Task objective =
Copy the listing below word for word, from start to finish, but leave out the pictures.

------------------------------------------------------------------------

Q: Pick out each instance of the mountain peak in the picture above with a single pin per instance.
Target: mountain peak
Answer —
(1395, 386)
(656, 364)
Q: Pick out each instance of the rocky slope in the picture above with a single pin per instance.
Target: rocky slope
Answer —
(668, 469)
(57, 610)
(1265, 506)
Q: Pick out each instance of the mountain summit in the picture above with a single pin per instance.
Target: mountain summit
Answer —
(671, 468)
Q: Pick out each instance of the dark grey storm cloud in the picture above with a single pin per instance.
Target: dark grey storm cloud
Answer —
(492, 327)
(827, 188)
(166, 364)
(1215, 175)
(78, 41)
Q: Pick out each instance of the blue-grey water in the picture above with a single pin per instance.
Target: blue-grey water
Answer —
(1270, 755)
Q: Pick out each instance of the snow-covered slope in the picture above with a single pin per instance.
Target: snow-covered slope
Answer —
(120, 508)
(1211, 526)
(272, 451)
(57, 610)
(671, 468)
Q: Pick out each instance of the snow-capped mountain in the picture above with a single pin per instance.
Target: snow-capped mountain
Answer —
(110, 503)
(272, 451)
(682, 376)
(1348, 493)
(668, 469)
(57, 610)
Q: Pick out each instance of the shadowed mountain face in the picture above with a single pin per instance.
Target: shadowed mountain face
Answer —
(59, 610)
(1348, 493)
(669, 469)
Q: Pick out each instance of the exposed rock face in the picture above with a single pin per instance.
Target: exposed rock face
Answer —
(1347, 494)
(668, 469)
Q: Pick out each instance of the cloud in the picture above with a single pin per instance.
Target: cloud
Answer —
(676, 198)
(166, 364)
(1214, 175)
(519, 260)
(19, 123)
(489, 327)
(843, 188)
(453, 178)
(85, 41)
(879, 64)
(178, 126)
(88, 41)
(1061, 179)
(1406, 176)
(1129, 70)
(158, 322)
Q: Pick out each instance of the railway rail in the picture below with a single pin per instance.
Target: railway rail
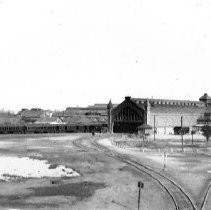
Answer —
(208, 191)
(180, 198)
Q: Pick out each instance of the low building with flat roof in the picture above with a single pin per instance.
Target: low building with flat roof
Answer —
(163, 115)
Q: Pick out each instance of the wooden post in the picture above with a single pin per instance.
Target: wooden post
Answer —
(182, 133)
(154, 127)
(140, 185)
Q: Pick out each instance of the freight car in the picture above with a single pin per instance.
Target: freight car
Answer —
(48, 128)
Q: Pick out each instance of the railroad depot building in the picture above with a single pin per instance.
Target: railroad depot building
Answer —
(164, 116)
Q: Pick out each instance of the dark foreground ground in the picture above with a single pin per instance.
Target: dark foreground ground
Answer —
(104, 183)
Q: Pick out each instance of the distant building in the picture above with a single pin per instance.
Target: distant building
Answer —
(165, 116)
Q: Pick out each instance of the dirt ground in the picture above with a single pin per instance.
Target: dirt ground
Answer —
(104, 183)
(191, 168)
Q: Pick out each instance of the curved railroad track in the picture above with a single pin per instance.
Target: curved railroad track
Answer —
(203, 207)
(180, 198)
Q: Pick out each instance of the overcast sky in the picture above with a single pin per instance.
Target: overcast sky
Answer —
(59, 53)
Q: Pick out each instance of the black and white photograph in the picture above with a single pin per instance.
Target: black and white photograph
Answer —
(105, 105)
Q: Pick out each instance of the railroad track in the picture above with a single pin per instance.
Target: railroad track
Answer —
(203, 207)
(180, 198)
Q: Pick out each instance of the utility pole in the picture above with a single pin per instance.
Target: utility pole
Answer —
(182, 133)
(154, 127)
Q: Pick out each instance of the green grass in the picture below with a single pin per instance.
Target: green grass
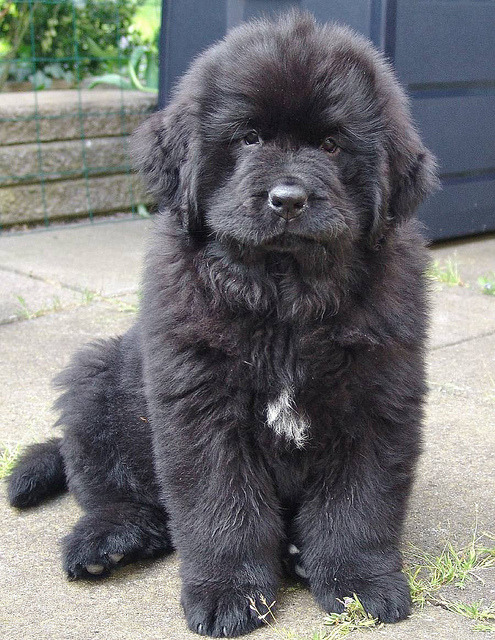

------------------------------------------------------------------------

Output for this task =
Q: Pick out each instance of the mountain peak in the picture above with a single pin per instance.
Target: mountain peak
Answer —
(1395, 386)
(656, 364)
Q: Pick out each instance of the rocky slope in the picture above with a single pin per instance.
Target: rocky slope
Answer —
(668, 469)
(57, 610)
(1265, 506)
Q: Pick out each instance of the mountain summit in the picture above with a single pin per instance.
Target: mountain summit
Answer —
(671, 468)
Q: Pick out each instance of the dark grey storm cloud in the picture above with a single pin per instance.
Target: dark grey storm cloud
Answer —
(492, 327)
(827, 188)
(166, 364)
(1215, 175)
(78, 41)
Q: Pick out each instance of the blue-grey water in the picture above with a single pin per instance.
Target: blue-grey water
Answer —
(1270, 755)
Q: Pick out each instance of the snow-covered slope in the picture above with a single pin per instance.
Target: snow-covered slope
Answer —
(120, 508)
(1211, 526)
(272, 451)
(57, 610)
(671, 468)
Q: Pick out each instance of the snow-capped mountain in the picture above with a single pin per instance.
Target: snow-capped mountain
Answer —
(110, 503)
(272, 451)
(682, 376)
(1348, 493)
(668, 469)
(57, 610)
Q: Pick out each instance of the shadowed mountain face in the picture above with a single pin per instance.
Target: shadowed mountain face
Answer —
(59, 610)
(1348, 493)
(669, 469)
Q: Pick out each instance of the exposed rock face in the picture above with a single pin per instance.
Target: exposed rock face
Answer —
(1347, 494)
(668, 469)
Q: Pick out each instance of the cloud in the picture above with a single pin per instance.
Target: cloud
Answer —
(676, 198)
(166, 364)
(1214, 175)
(519, 260)
(19, 123)
(489, 327)
(843, 188)
(453, 178)
(85, 41)
(879, 64)
(178, 126)
(88, 41)
(1061, 179)
(1406, 176)
(1129, 70)
(158, 322)
Q: Pick out each instance of the railway rail in the picture below with a single pin per instance.
Target: railway rail
Answer —
(208, 191)
(180, 198)
Q: Pick out each instance of the low building with flat roof in the picture above with a single pin per instance.
Target: low building with flat roof
Answer —
(163, 115)
Q: Pick out each instance of the wooden post in the picture above with a single pin per instance.
Target: wooden post
Answer —
(182, 133)
(154, 127)
(140, 185)
Q: Pick out each instance of the freight car in the picture above with a single pin per instance.
Target: freight car
Answer —
(48, 128)
Q: Pick out each instance of the railroad depot building in the picture above with a single pin per instance.
Target: railroad depot building
Answer —
(164, 116)
Q: Pick out each instance of the dark foreground ground in the picture above with a single pin per instance.
Target: dark foreground ground
Answer —
(104, 183)
Q: Pick out each instance of the distant building in the picture above with a single pin per instance.
Target: distant building
Answer —
(165, 116)
Q: Pick out each instance of the dirt ground in the picture above with a single pin per instance.
Target: dirt ground
Answer —
(104, 183)
(191, 168)
Q: Pick out each instance of the curved railroad track in the picture above with a single pin per instance.
Target: curved railroad track
Answer —
(203, 207)
(180, 198)
Q: Pick out each instance of the overcast sky in the picture above with a single pin per instance.
Target: overcast sky
Answer —
(59, 53)
Q: Pick out each instance of the black and white photograph in the picture above with a single pin per instance.
Target: black and white photograph
Answer —
(105, 105)
Q: Pick out each instance of the railroad track in the picture above with a single pin per instance.
Target: railroad track
Answer —
(203, 207)
(180, 198)
Q: Pick out each instance of the utility pole in the picture above with a single pin per instance.
Target: utility pole
Answer —
(182, 133)
(154, 127)
Q: Pick out each instance of the green grass in the picture below with a single pin per instance.
Target: green grass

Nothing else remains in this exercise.